> [Fragmento]:
De eso se trataba cumplir 45. Ver cómo le fue a
una hermosa pandilla de heroinómanos escoceses veinte años después y llorar con
uno que otro espasmo porque tú también tuviste veinte años menos cuando
estrenaron la primera parte. Llorar también porque, en otra hermosa y dura
película, el trompetista Chet Baker tuvo que elegir entre el arte y la vida, a
pesar de que muchos no encuentren una contradicción entre esos extremos.
Cumplir 45 fue también habitar la euforia necesaria para ver los distintos
rostros de la verdad, solo para comprobar con algún desaliento que ahora
corresponde trabajar para comunicarla, cosa menuda si eliges la literatura para
hacerlo, pero, como dijo Cohen antes de irse, “nací así, no tuve elección”. En
conclusión, resulta que de viejos nos volvemos llorones y que todos los que
tienen la suerte de envejecer sin mucho estrépito se vuelven más sabios, cada
cual a su manera y estilo. De eso se trataba finalmente sobrevivir.

> [Datos almacenados]:
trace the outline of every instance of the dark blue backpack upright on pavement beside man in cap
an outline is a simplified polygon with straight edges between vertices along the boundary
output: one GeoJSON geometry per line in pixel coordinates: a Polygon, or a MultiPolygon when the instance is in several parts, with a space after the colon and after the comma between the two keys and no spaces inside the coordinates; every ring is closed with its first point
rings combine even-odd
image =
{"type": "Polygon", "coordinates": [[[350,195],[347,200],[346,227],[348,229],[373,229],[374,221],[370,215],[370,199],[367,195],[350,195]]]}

--

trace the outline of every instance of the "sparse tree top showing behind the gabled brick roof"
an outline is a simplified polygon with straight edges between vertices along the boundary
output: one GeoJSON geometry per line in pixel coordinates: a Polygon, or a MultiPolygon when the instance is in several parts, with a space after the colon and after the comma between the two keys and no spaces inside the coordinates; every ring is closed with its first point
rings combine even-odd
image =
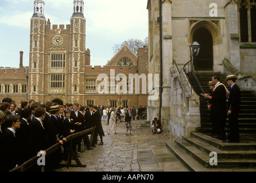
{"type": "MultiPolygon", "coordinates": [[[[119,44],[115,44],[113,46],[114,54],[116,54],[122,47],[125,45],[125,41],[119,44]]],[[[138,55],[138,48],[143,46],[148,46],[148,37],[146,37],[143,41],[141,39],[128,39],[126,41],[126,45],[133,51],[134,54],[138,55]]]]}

==

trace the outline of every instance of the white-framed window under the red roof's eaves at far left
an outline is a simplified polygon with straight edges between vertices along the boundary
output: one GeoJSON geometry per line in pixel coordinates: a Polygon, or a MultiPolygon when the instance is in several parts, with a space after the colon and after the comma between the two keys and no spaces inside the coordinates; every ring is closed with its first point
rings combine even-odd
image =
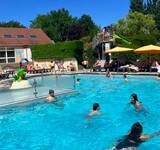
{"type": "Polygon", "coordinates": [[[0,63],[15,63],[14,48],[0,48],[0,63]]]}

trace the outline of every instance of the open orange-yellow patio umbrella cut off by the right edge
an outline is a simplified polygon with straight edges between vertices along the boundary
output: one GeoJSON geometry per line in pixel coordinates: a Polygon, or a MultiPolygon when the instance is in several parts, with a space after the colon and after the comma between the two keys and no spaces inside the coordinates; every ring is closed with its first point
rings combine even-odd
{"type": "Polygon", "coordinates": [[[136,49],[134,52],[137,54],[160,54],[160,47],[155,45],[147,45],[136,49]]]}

> [Partes del ejercicio]:
a. ¿Puedes resumir el fragmento en dos oraciones?
b. ¿Concuerdan con el fragmento estas afirmaciones? Responde sí o no a cada una y cita las palabras que lo deciden.
(i) Chet Baker era trompetista.
(ii) Todos los que envejecen, sin excepción, se vuelven más sabios.
(iii) Cohen dijo que no tuvo elección.
c. Responde estas preguntas sobre el fragmento:
(i) ¿De qué nacionalidad es la pandilla de heroinómanos?
(ii) ¿Entre qué dos cosas tuvo que elegir Chet Baker?
(iii) ¿Cuántos años después se ve cómo le fue a la pandilla?
Los registros no guardan relación con el fragmento.

> [Soluciones]:
a. Según el fragmento, cumplir 45 consistió en ver cómo les fue a unos heroinómanos escoceses veinte años después, llorar también con otra película en la que Chet Baker tuvo que elegir entre el arte y la vida, y comprobar que ahora corresponde trabajar para comunicar la verdad. Concluye que de viejos nos volvemos llorones y que quienes tienen la suerte de envejecer sin mucho estrépito se vuelven más sabios, cada cual a su manera.

b.
(i) Sí: "el trompetista Chet Baker".
(ii) No: "todos los que tienen la suerte de envejecer sin mucho estrépito se vuelven más sabios".
(iii) Sí: "como dijo Cohen antes de irse, “nací así, no tuve elección”".

c.
(i) Escocesa.
(ii) Entre el arte y la vida.
(iii) Veinte años después.